Written instruction >> Reproduce each of the following items verbatim, omitting the pictures from your answer.

Records >>
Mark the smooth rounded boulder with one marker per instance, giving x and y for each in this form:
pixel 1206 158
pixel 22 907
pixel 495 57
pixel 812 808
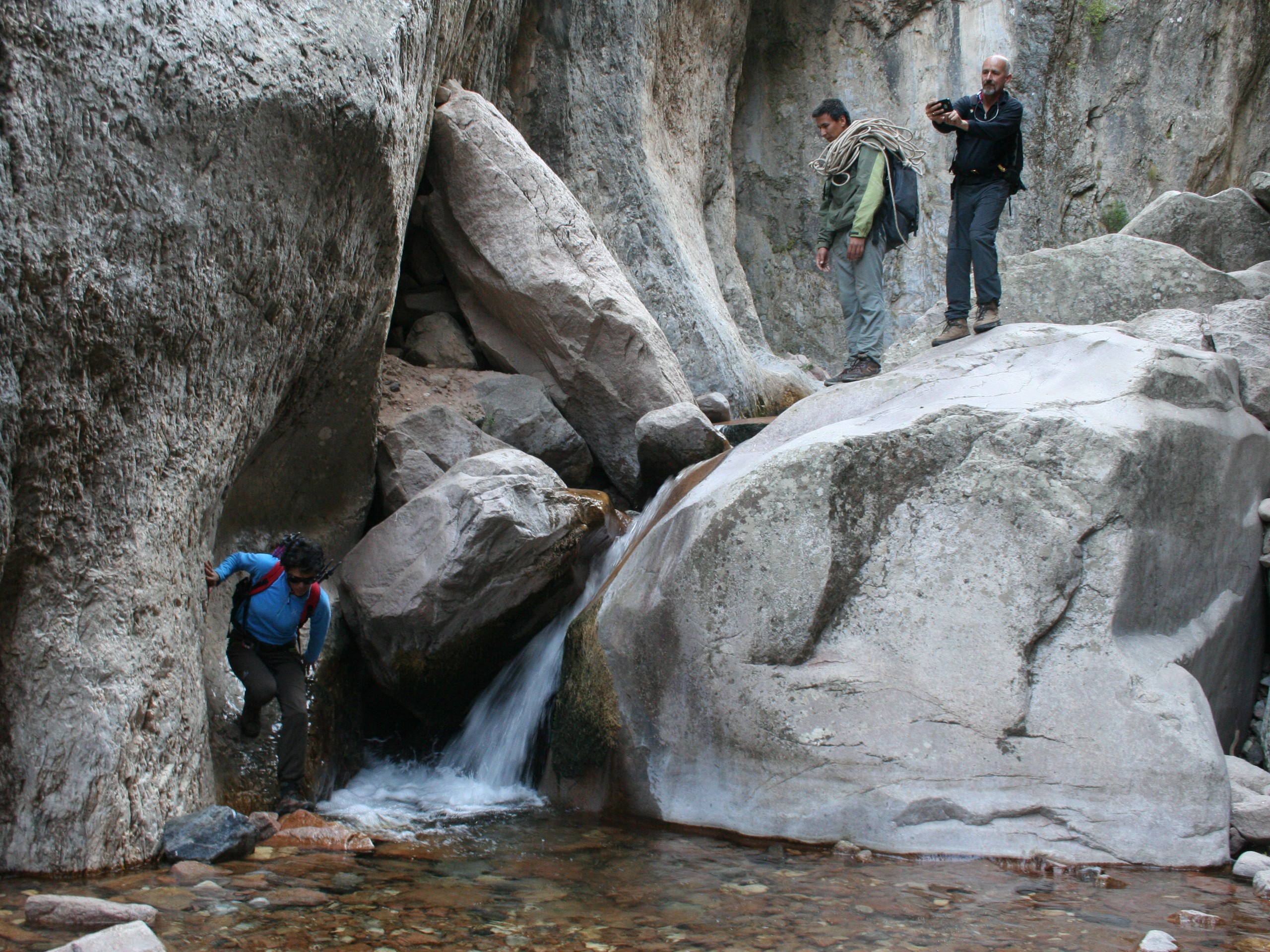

Finished task >>
Mark the smooth rounded boulder with one marker per instance, giving x and y for each in this form:
pixel 1206 158
pixel 22 907
pixel 495 57
pixel 812 808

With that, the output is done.